## Start Selection

Emperor of the Later Tang dynasty
- Reign: December 20, 933 – May 19, 934
- Predecessor: Li Siyuan
- Successor: Li Congke
- Born: Pusanu (菩薩奴) 17 December 914 Taiyuan
- Died: 24 May 934 (aged 19) Anyang
- Burial: Luoyang
- Empress: Empress Kong
- Issue: Li Chongzhe (李重哲), son Three sons, names unknown

Names
- Lǐ Cónghòu (李從厚) Pusanu (菩薩奴, childhood name)

Era name and dates
- Yìngshùn (應順): 934

Posthumous name
- Emperor Mǐn (閔皇帝, "careful")

Temple name
- None
- House: Li
- Dynasty: Later Tang
- Father: Li Siyuan
- Mother: Lady Xia

= Li Conghou =

Emperor of Later Tang from 933 to 934

Li Conghou (李從厚) (914–934), posthumous name Emperor Min of Later Tang (後唐閔帝), childhood name Pusanu (菩薩奴, "slave of a Bodhisattva"), was an emperor of the Later Tang dynasty of China, ruling between 933 and 934. He was overthrown by his adopted brother Li Congke.

== Background ==
Li Conghou was born in 914, when his father Li Siyuan was a general of Jin (predecessor state to Later Tang), under his adoptive brother (Li Conghou's adoptive uncle) Li Cunxu the Prince of Jin. His mother was Lady Xia, who was either a concubine of Li Siyuan's or a co-wife with Lady Cao, and who was also the mother of his older brother Li Congrong. He was either Li Siyuan's third son (per the Old History of the Five Dynasties) or his fifth son (per the New History of the Five Dynasties). He was born at Li Siyuan's mansion in then-Jin capital Taiyuan. It was said that even in his childhood, he liked reading the Spring and Autumn Annals and was able to understand some of it. As his appearance was like his father Li Siyuan's, his father loved him.

## End Selection
## Start Records supplied

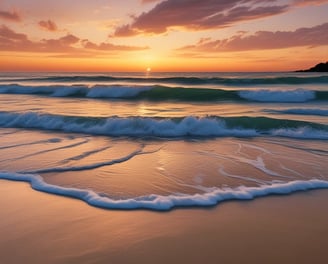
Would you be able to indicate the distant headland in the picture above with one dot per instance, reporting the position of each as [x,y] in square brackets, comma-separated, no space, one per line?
[321,67]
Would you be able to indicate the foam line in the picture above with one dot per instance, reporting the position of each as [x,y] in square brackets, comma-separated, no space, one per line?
[296,96]
[188,126]
[90,166]
[87,154]
[47,151]
[165,203]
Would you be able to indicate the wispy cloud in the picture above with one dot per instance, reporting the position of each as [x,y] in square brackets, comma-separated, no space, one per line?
[261,40]
[68,45]
[10,15]
[199,15]
[48,25]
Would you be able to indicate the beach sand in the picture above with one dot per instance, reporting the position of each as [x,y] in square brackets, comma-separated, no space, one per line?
[40,228]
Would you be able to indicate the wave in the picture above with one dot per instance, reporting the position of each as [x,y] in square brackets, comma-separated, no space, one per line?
[211,197]
[211,126]
[300,111]
[163,93]
[185,80]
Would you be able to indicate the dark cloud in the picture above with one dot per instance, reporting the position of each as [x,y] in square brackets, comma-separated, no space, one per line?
[312,37]
[199,15]
[69,45]
[10,16]
[48,25]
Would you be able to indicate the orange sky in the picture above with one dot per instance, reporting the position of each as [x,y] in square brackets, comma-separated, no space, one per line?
[171,35]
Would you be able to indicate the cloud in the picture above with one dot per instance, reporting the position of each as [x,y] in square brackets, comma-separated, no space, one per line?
[149,1]
[48,25]
[109,46]
[10,16]
[310,2]
[311,37]
[69,45]
[199,15]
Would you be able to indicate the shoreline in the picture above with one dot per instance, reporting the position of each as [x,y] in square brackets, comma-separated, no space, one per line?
[40,228]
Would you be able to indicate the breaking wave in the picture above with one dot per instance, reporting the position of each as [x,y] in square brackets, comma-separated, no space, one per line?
[211,196]
[189,126]
[185,80]
[163,93]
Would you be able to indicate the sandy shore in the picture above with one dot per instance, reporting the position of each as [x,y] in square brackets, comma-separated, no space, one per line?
[41,228]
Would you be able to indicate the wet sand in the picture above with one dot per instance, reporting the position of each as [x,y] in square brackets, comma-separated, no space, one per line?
[41,228]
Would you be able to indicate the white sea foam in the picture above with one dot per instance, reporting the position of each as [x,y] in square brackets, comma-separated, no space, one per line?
[297,95]
[97,91]
[188,126]
[115,91]
[137,126]
[162,203]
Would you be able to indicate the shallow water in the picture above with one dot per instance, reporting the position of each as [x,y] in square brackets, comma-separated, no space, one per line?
[130,145]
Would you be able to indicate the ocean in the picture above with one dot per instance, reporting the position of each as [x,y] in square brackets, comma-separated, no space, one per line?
[163,141]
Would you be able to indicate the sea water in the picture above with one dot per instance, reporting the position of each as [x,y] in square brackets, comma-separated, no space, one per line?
[164,140]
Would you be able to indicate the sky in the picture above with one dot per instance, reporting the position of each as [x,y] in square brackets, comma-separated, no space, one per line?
[162,35]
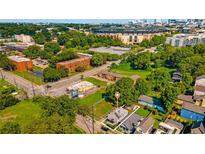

## End Records supplied

Problems to solve »
• 1. Answer these questions about the Li Conghou text:
(a) Where was Li Conghou buried?
(b) Who overthrew Li Conghou, and how was he related to him?
(c) Which work did Li Conghou like reading in his childhood?
• 2. Print the Li Conghou text from "Temple name" up to and including "brother Li Congke.".

Solved problems »
• 1.
(a) Luoyang
(b) Li Congke, his adopted brother
(c) The Spring and Autumn Annals

• 2.
Temple name
- None
- House: Li
- Dynasty: Later Tang
- Father: Li Siyuan
- Mother: Lady Xia

= Li Conghou =

Emperor of Later Tang from 933 to 934

Li Conghou (李從厚) (914–934), posthumous name Emperor Min of Later Tang (後唐閔帝), childhood name Pusanu (菩薩奴, "slave of a Bodhisattva"), was an emperor of the Later Tang dynasty of China, ruling between 933 and 934. He was overthrown by his adopted brother Li Congke.